# [Written exercise]
Can you transcribe every record below exactly as it appears?

# [Input data]
========================

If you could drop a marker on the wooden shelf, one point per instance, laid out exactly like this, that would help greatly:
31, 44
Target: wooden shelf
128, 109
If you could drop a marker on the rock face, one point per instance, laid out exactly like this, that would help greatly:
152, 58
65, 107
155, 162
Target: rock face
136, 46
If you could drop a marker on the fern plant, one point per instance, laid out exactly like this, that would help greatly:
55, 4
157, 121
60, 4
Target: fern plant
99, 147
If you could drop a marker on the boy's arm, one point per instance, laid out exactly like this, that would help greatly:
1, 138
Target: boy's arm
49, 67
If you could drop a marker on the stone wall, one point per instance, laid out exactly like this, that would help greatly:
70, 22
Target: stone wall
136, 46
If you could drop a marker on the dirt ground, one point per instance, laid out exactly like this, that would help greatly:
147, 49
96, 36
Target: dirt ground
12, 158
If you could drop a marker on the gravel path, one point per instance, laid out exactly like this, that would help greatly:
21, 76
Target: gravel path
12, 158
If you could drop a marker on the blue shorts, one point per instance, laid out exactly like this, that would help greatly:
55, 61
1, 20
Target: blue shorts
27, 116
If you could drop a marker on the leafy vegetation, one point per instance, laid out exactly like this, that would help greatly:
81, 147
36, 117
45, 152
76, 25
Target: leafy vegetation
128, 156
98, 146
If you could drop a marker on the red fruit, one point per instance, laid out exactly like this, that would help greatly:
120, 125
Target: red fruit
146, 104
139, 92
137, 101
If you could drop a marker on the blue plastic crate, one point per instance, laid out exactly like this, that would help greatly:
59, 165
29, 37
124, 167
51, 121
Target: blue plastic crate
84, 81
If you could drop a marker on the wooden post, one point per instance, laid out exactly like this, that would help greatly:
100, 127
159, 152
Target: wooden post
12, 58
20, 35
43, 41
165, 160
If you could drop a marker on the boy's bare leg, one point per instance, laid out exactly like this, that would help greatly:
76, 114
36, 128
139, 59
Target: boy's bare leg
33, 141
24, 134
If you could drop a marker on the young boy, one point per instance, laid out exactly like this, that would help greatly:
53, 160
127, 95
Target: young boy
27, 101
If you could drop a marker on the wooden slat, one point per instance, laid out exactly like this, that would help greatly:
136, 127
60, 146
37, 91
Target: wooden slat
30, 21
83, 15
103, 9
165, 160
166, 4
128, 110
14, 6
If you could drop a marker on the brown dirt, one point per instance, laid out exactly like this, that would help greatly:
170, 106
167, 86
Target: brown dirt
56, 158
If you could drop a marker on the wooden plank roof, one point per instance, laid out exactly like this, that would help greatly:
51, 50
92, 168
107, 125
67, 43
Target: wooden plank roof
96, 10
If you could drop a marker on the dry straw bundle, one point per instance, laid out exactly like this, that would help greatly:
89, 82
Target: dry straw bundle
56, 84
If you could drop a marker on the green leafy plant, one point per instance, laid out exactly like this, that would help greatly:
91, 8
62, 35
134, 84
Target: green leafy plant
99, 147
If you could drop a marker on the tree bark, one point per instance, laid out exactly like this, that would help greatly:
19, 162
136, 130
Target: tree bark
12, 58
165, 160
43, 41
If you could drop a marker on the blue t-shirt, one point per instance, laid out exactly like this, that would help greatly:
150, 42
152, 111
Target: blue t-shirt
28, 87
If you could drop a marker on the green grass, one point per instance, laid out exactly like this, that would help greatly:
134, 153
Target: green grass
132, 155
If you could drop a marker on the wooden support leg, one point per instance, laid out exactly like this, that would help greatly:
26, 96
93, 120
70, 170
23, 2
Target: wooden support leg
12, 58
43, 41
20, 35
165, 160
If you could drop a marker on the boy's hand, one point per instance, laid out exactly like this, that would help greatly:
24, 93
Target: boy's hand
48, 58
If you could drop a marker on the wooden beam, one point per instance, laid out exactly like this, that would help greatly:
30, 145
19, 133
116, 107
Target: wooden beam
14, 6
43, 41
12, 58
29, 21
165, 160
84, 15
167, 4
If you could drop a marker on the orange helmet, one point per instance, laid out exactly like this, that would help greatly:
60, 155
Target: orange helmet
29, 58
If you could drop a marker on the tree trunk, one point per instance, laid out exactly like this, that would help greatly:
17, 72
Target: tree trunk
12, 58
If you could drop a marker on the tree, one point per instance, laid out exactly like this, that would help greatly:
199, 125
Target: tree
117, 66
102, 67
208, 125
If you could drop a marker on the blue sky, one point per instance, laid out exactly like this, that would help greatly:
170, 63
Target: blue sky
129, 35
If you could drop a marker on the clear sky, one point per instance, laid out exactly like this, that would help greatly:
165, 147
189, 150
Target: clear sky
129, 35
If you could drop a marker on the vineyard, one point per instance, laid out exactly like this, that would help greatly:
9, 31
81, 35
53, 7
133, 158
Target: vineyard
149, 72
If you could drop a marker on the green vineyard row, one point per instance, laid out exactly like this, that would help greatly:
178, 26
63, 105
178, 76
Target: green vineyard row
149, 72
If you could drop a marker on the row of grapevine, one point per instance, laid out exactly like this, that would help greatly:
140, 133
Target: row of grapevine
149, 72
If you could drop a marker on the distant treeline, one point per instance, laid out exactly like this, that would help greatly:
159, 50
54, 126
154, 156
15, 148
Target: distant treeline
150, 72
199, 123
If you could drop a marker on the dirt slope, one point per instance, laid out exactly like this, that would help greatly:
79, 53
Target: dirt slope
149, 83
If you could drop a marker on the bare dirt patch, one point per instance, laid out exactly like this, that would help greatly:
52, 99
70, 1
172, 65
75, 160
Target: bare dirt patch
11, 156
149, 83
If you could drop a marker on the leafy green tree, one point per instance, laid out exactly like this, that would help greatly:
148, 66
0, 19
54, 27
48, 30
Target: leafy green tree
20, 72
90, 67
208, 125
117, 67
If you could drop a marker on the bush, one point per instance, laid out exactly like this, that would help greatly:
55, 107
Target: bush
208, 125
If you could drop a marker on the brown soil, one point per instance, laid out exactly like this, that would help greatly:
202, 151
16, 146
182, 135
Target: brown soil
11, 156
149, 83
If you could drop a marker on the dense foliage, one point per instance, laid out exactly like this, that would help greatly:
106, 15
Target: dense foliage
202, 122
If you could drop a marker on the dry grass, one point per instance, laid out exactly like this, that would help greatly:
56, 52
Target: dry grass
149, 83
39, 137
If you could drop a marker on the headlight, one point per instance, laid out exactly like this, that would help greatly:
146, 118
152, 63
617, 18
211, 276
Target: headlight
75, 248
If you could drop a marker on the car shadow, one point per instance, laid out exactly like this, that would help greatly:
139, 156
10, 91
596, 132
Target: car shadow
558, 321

========================

# [The response]
If you could drop a marker on the wooden shelf, one point per instance, laid out exactly like this, that would help greatly:
31, 44
Target: wooden shelf
128, 109
If you could drop a marker on the rock face, one point per instance, laid out exactly like this, that would help greatly:
152, 58
65, 107
155, 162
Target: rock face
136, 46
If you could drop a marker on the fern plant, one point per instance, laid out exactly like this, that would help greatly:
55, 4
157, 121
60, 4
Target: fern plant
99, 147
If you could drop a marker on the boy's arm, one point per instance, laid out exactly like this, that would help greatly:
1, 138
Target: boy's arm
49, 67
If you could drop a marker on the stone wall, one point per instance, laid out exactly like this, that would help greatly:
70, 22
Target: stone wall
136, 46
If you could drop a marker on the dirt ground, one point per instance, laid out exactly like this, that would help greatly:
147, 49
96, 36
Target: dirt ground
12, 158
If you could drop a marker on the gravel path, one point per instance, laid out exactly like this, that would help greatly:
21, 76
Target: gravel path
12, 158
If you could drop a marker on the blue shorts, one point per instance, laid out exactly like this, that would help greatly:
55, 61
1, 20
Target: blue shorts
27, 116
If you could drop a marker on the leafy vegetation, one point per instance, laid out exactly like this, that would help greatly:
81, 147
36, 117
45, 152
76, 25
Target: leafy vegetation
128, 156
98, 146
If you could drop a marker on the red fruit, one point per instance, laid out exactly like this, that would help greatly:
120, 125
Target: red fruit
146, 104
139, 92
137, 101
If you could drop a marker on the blue plastic crate, one point per instance, laid out exactly like this, that would help greatly:
59, 165
29, 37
124, 167
51, 121
Target: blue plastic crate
84, 81
If you could drop a marker on the wooden post, one point per instance, laid out exactly like this, that would help greatly:
100, 127
159, 152
Target: wooden post
12, 58
20, 35
43, 41
165, 160
If you could drop a marker on the boy's bare leg, one point per instance, laid out exactly like this, that would help greatly:
76, 114
36, 128
139, 59
Target: boy's bare leg
33, 141
24, 134
If you could drop a marker on the young boy, one point per instance, laid out exactly like this, that would help greatly:
53, 160
127, 95
Target: young boy
27, 101
If you could drop a marker on the wooden slat, one point per instance, laid out exactly like this, that would help greatly:
136, 127
60, 146
37, 91
Target: wooden slat
30, 21
83, 15
103, 9
165, 160
166, 4
128, 110
14, 6
If you could drop a marker on the brown dirt, one point per instance, laid out exactly like this, that would help greatly:
170, 106
167, 86
Target: brown dirt
56, 158
If you could drop a marker on the wooden plank roof, one point per instance, laid out exactly like this, that would help greatly:
51, 50
92, 168
107, 125
67, 43
Target: wooden plank roof
96, 10
If you could drop a marker on the dry straw bundle, one point per instance, laid out exactly like this, that would help greatly:
89, 82
Target: dry straw bundle
56, 84
If you could drop a marker on the green leafy plant, one point per instance, laid out exactly like this, that would help greatly:
91, 8
62, 35
134, 84
Target: green leafy plant
99, 147
If you could drop a marker on the tree bark, one point per instance, laid out exactly like this, that would help greatly:
19, 162
136, 130
Target: tree bark
12, 58
165, 160
43, 41
If you could drop a marker on the blue t-shirt, one point per instance, laid out exactly like this, that would help greatly:
150, 42
152, 111
Target: blue t-shirt
28, 87
If you could drop a marker on the green grass, one point per instance, laid out exactly like this, that would help greatly:
134, 153
Target: green grass
132, 155
If you could drop a marker on the wooden support leg, one point per instance, laid out exactly like this, that would help greatly:
26, 96
93, 120
70, 170
23, 2
Target: wooden support leg
12, 58
43, 41
20, 35
165, 160
If you could drop a marker on the boy's hand, one point per instance, laid out exactly like this, that would help greatly:
24, 93
Target: boy's hand
48, 58
If you could drop a marker on the wooden beam, one point per instance, laid out exactly like this, that would help greatly:
30, 145
19, 133
116, 107
Target: wooden beam
14, 6
43, 41
12, 58
29, 21
165, 160
84, 15
167, 4
If you could drop a marker on the orange helmet, one point per instance, laid out exactly like this, that would help greatly:
60, 155
Target: orange helmet
29, 58
If you could drop a marker on the tree trunk, one point per instance, laid out exactly like this, that would help greatly:
17, 72
Target: tree trunk
12, 58
If you could drop a marker on the tree, one point per instance, laid out exactly like this, that would help greatly:
199, 125
Target: tree
117, 66
102, 67
208, 125
If you could drop a marker on the blue sky, one point per instance, laid out exactly like this, that would help greatly:
170, 63
Target: blue sky
129, 35
If you could drop a marker on the clear sky, one point per instance, laid out exactly like this, that would help greatly:
165, 147
189, 150
Target: clear sky
129, 35
If you could drop a marker on the vineyard, one point per instance, laid out exactly like this, that would help greatly:
9, 31
81, 35
53, 7
133, 158
Target: vineyard
149, 72
If you could drop a marker on the green vineyard row, one point per instance, laid out exactly like this, that would help greatly:
178, 26
63, 105
178, 76
Target: green vineyard row
149, 72
If you could drop a marker on the row of grapevine, one point per instance, laid out exactly like this, that would help greatly:
140, 133
Target: row of grapevine
149, 72
If you could drop a marker on the distant treeline, one point per instance, laid out exactly like this, that would help greatly:
159, 50
54, 126
154, 156
15, 148
Target: distant treeline
150, 72
199, 123
If you could drop a marker on the dirt slope, one point per instance, laid out exactly like this, that would help greatly:
79, 53
Target: dirt slope
149, 83
If you could drop a marker on the bare dirt patch, one point per instance, laid out exactly like this, that would help greatly:
52, 99
70, 1
172, 65
75, 160
Target: bare dirt patch
11, 156
149, 83
If you could drop a marker on the leafy green tree, one point per instance, laid out exactly like this, that would help greatly:
148, 66
0, 19
54, 27
48, 30
Target: leafy green tree
20, 72
90, 67
208, 125
117, 67
If you could drop a marker on the bush, one point per instance, laid out exactly like this, that would help greatly:
55, 107
Target: bush
208, 125
If you could drop a marker on the brown soil, one point per instance, laid out exactly like this, that would help greatly:
202, 151
16, 146
182, 135
Target: brown soil
11, 156
149, 83
If you could drop a marker on the dense foliage, one point per instance, laid out exactly like this, that would help greatly:
106, 15
Target: dense foliage
202, 122
If you could drop a marker on the dry grass, one point per instance, laid out exactly like this, that would help greatly:
56, 52
Target: dry grass
149, 83
39, 137
If you could drop a marker on the headlight, one point per instance, laid out exactly like this, that would help greatly:
146, 118
152, 63
617, 18
211, 276
Target: headlight
75, 248
If you could drop a marker on the car shadow, one point per instance, laid out exactly like this, that would help greatly:
139, 156
10, 91
596, 132
Target: car shadow
558, 321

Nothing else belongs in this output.